STATED EXERCISE>
Using the entries below, quote exactly the span of lines that begins with the line containing "Return one point per instance of the maroon" and ends with the final line.

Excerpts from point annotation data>
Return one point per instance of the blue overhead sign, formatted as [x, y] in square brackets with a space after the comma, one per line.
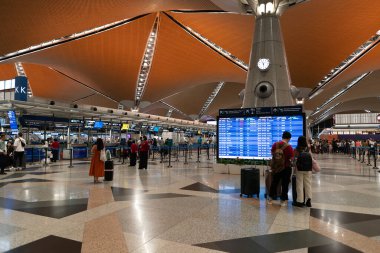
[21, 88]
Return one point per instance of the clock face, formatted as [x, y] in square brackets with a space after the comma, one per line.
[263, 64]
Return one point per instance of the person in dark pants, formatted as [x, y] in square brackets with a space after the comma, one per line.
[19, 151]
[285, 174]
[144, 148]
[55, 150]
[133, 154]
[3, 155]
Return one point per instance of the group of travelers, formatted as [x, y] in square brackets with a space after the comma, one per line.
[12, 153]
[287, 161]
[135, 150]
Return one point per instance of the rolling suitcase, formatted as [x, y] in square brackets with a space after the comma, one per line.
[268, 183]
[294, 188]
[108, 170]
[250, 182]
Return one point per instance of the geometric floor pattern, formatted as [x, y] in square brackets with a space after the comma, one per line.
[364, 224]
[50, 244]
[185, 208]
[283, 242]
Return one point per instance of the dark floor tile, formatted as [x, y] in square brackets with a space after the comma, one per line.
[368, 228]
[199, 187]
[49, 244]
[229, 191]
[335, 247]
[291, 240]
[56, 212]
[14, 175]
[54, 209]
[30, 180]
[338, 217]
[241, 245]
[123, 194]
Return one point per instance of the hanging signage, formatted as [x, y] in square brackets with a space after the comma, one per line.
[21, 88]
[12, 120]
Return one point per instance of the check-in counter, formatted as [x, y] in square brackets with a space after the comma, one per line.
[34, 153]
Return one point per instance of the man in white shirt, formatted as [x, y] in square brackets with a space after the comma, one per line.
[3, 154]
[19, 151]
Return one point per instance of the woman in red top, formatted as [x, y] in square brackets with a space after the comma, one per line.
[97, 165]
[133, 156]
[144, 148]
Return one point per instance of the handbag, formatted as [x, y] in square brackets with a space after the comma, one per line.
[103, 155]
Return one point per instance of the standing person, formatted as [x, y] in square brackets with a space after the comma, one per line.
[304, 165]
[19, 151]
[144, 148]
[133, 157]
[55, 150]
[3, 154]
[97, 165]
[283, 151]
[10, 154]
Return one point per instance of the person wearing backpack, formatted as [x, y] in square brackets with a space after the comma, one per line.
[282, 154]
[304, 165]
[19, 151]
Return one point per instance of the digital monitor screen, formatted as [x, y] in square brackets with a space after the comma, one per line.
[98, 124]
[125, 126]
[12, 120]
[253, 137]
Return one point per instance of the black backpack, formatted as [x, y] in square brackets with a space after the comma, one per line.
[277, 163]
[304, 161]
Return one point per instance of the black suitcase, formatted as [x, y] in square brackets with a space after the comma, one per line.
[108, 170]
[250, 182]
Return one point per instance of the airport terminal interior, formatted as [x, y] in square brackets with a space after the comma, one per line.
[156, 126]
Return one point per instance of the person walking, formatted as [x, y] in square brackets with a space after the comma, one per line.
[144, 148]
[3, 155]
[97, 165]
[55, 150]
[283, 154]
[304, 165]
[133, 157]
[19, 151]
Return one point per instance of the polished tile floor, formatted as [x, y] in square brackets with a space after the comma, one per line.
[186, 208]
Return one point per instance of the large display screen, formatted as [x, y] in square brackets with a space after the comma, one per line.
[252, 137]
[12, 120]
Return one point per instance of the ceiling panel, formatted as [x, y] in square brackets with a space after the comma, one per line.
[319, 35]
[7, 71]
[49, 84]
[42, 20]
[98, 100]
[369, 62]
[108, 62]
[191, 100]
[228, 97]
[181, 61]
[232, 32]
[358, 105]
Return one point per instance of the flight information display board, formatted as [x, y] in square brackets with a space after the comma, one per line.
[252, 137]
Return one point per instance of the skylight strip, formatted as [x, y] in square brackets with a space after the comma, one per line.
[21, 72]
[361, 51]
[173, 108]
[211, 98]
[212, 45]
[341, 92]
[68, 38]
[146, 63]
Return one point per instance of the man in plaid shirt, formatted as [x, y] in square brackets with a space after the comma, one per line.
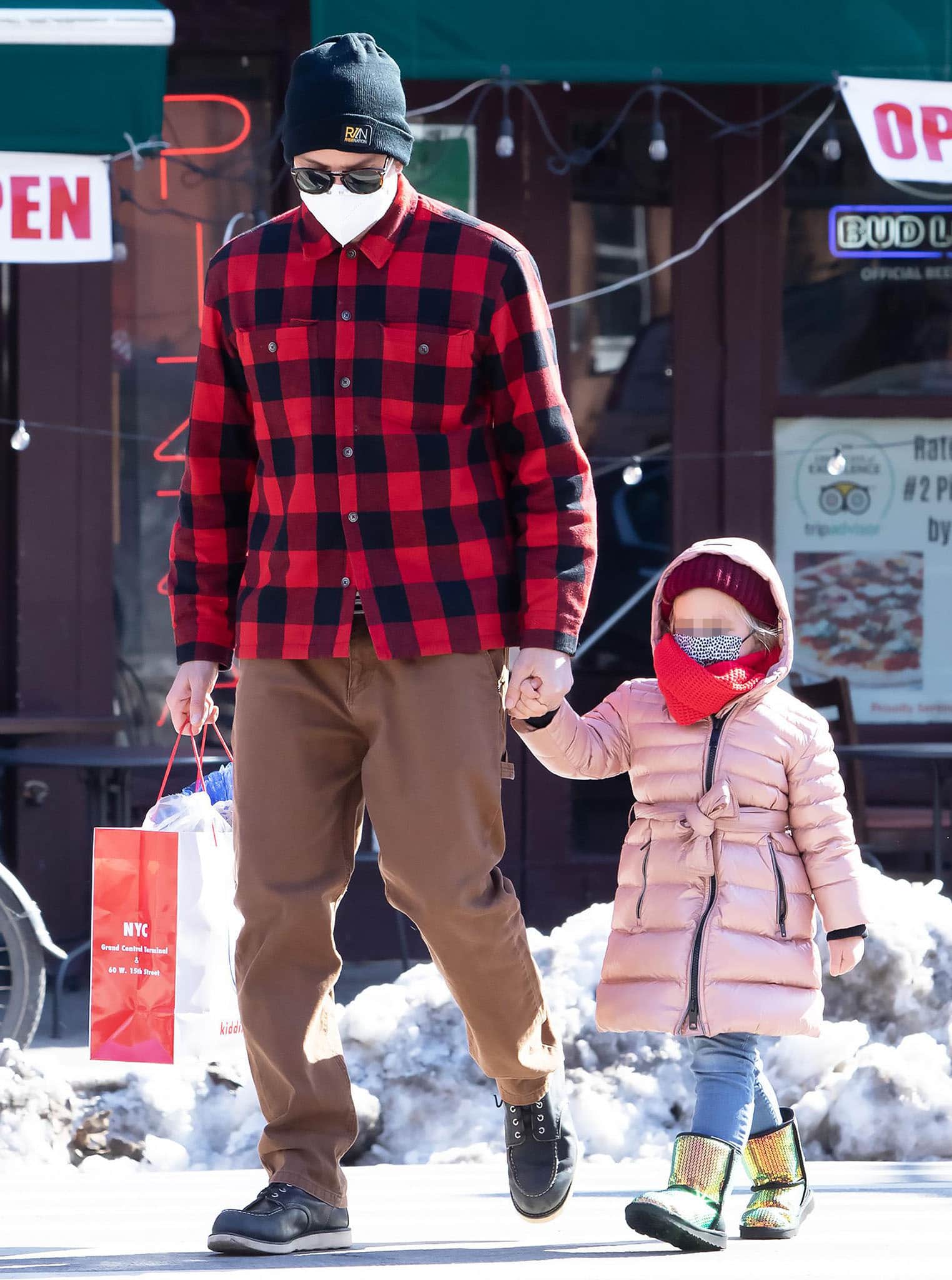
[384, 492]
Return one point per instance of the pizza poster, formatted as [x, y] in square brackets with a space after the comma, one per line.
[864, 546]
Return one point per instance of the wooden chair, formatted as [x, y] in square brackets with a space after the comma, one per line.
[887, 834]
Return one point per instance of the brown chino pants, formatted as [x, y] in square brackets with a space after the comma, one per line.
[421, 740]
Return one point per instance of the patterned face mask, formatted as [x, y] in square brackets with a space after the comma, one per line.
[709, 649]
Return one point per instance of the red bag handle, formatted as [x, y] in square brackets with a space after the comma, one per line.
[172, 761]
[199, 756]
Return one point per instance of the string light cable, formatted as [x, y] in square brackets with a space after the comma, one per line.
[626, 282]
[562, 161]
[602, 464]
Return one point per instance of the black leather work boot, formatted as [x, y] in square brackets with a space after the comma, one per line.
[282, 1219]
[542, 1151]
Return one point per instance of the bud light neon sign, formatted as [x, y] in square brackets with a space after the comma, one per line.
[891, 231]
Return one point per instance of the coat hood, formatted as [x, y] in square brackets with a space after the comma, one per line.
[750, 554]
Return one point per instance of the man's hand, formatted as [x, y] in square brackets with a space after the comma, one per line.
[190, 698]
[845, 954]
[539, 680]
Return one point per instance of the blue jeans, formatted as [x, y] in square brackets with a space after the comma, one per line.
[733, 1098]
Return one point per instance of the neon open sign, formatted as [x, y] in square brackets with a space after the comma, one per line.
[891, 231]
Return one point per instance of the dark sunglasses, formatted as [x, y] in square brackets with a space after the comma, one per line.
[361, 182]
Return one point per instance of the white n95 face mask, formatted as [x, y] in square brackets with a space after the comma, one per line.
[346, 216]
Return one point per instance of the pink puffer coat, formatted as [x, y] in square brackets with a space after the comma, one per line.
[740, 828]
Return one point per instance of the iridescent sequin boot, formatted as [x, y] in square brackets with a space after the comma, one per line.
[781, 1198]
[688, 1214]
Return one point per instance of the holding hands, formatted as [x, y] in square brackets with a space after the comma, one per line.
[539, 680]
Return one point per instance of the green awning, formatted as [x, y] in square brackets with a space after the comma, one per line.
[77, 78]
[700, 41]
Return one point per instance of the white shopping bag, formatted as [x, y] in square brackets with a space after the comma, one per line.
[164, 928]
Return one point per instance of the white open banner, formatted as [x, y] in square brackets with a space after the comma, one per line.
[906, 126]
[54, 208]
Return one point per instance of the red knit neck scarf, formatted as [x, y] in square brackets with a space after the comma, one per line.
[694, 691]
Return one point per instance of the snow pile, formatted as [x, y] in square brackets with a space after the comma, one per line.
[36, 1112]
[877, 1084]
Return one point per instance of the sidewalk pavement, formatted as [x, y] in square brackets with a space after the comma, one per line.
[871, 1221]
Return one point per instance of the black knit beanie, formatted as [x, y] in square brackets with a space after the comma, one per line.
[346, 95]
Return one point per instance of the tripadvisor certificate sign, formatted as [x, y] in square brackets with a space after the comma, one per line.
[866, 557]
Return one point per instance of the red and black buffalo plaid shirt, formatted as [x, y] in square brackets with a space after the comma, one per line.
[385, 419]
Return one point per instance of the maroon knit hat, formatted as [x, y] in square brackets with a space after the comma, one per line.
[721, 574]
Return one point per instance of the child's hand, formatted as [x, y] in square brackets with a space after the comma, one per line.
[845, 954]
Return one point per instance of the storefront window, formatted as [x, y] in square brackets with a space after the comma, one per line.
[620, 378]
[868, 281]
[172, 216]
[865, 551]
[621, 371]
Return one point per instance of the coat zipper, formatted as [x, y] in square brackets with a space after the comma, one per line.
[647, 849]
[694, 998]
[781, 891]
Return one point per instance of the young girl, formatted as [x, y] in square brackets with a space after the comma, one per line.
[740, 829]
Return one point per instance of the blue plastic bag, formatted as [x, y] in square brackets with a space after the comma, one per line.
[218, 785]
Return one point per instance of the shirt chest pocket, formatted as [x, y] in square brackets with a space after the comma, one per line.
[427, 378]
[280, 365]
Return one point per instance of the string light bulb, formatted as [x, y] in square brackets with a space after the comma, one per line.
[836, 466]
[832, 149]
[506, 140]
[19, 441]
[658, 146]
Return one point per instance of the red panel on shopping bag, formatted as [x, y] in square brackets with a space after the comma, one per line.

FINISHED ANSWER>
Return one point per instance of the maroon knit hat, formatted as [x, y] in square brackets with a space after the comma, one per line.
[721, 574]
Return one point per instance of the child's hand, formatted as [x, y] in square brackets with a space after the comma, one per line.
[845, 954]
Return one point per instance of the storefront window, formatted as [x, y] in square brackets with a space after the comma, one per line.
[620, 378]
[868, 281]
[172, 216]
[865, 551]
[621, 371]
Return one point per instance of the coat zipper, formatted as [x, y] in square brackets with a space after the comma, one per line.
[647, 849]
[694, 998]
[781, 891]
Return one point per instance of the young girl, formatted as [x, y] in square brackets with a space after the comma, one per line.
[740, 829]
Return one point per instance of the blue plastic bag, formatted as [x, y] in square brackets with a space after the comma, one per line.
[218, 785]
Return one point per instance of the shirt chest pocket, formatted as [x, y] in square brackets with a space after the comma, one per line.
[427, 378]
[280, 365]
Return one point per instance of the string light bulb, formatted as [x, y] in square brackets with a space after the comma, one per line.
[836, 466]
[832, 149]
[506, 140]
[19, 441]
[658, 146]
Return one point per instance of the red panel on shopping bag, formatted as [x, y] in square brackets with a space after the comma, one per line.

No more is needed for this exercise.